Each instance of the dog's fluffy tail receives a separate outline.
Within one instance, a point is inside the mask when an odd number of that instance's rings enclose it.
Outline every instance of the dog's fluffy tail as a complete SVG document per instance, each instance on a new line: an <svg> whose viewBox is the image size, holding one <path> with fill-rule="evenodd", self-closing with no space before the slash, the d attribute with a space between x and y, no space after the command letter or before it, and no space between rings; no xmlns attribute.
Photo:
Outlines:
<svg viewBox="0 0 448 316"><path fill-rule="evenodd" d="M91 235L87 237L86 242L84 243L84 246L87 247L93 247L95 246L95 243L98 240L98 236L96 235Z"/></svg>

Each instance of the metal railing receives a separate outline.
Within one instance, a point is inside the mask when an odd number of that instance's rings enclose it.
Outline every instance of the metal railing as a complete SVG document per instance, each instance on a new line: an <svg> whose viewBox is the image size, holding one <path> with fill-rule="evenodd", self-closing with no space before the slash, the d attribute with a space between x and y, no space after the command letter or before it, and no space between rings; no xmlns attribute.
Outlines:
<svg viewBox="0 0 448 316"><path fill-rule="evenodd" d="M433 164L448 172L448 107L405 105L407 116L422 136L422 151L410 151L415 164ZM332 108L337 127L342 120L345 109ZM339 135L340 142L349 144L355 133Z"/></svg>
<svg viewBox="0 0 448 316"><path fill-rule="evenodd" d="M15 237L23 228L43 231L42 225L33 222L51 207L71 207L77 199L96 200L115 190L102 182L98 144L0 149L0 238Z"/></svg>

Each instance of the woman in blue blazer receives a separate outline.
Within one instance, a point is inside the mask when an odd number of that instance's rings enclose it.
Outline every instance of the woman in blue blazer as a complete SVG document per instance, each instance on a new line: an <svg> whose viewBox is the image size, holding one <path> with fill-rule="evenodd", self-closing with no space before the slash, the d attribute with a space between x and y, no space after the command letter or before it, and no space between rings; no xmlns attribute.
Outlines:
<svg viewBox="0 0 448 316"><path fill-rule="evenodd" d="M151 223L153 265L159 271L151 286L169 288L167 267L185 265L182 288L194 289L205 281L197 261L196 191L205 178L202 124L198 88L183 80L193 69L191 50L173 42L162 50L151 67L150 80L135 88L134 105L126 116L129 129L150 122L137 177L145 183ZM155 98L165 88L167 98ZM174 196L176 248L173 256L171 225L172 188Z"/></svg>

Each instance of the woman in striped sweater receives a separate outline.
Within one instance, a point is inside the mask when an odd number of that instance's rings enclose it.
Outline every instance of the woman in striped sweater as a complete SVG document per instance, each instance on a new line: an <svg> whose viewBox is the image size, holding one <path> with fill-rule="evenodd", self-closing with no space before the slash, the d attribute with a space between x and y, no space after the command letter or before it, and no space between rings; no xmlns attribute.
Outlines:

◆ Exercise
Recast every line of the data above as a numbered list, leaving out the blank lines.

◆ Response for this exercise
1. Each instance of the dog's fluffy tail receives a separate outline.
2. Within one instance, a point is inside the mask when an odd number of that instance's rings enclose it.
3. Outline every instance of the dog's fluffy tail as a complete SVG document per instance, each instance on a new line: an <svg> whose viewBox is the image size, holding one <path> with fill-rule="evenodd", self-closing with no space before the slash, the d attribute with a space between x and y, no space after the command letter or before it, and no space between rings; no xmlns attribute.
4. Photo:
5. Outlines:
6. <svg viewBox="0 0 448 316"><path fill-rule="evenodd" d="M91 235L87 237L86 242L84 243L84 246L87 247L93 247L95 246L95 243L98 240L98 236L96 235Z"/></svg>
7. Each instance of the metal railing receives a separate outline.
8. Within one instance, a point is inside the mask when an odd number of that instance's rings enclose it.
9. Outline every instance of the metal railing as a complete SVG document per instance, each instance on a new line: an <svg> whose viewBox is the image size, holding one <path> with fill-rule="evenodd", self-closing with no space before the slash, the d attribute with a space between x and y, no space after the command letter or before it, and no space between rings; no xmlns attribute.
10. Outlines:
11. <svg viewBox="0 0 448 316"><path fill-rule="evenodd" d="M433 164L448 172L448 107L405 105L407 116L422 136L422 151L410 151L415 164ZM332 108L337 127L342 120L345 109ZM339 135L340 142L349 144L355 133Z"/></svg>
12. <svg viewBox="0 0 448 316"><path fill-rule="evenodd" d="M15 237L23 228L43 231L42 225L33 222L51 207L71 207L77 199L96 200L115 190L102 182L98 144L0 149L0 238Z"/></svg>
13. Each instance of the woman in blue blazer receives a separate outline.
14. Within one instance, a point is inside the mask when an odd number of that instance's rings enclose it.
15. Outline every instance of the woman in blue blazer as a complete SVG document per instance, each instance on a new line: an <svg> whose viewBox is the image size, holding one <path> with fill-rule="evenodd", self-closing with no space before the slash, the d attribute with a space between x and y, no space after the command letter or before it, and no space between rings; no xmlns attribute.
16. Outlines:
17. <svg viewBox="0 0 448 316"><path fill-rule="evenodd" d="M151 223L153 265L159 271L151 286L169 288L167 267L185 265L182 288L194 289L205 281L197 261L196 191L205 178L202 124L198 88L183 80L193 69L191 50L173 42L162 50L151 67L150 80L135 88L134 105L126 116L129 129L150 122L137 177L145 183ZM155 98L165 88L167 98ZM174 196L176 248L173 256L171 225L172 188Z"/></svg>
18. Each instance of the woman in striped sweater receives a separate outline.
19. Within one instance, a point is inside the mask when an odd number of that instance's rings enclose it.
20. Outline every instance of the woman in striped sweater as a complete SVG document per instance, each instance on a new line: an <svg> whose viewBox is the image size, holding one <path> with fill-rule="evenodd", self-closing with no space before the slash, the d attribute with a space between x and y, no space after the command letter or before it, and no space between rings; no xmlns attribute.
21. Outlines:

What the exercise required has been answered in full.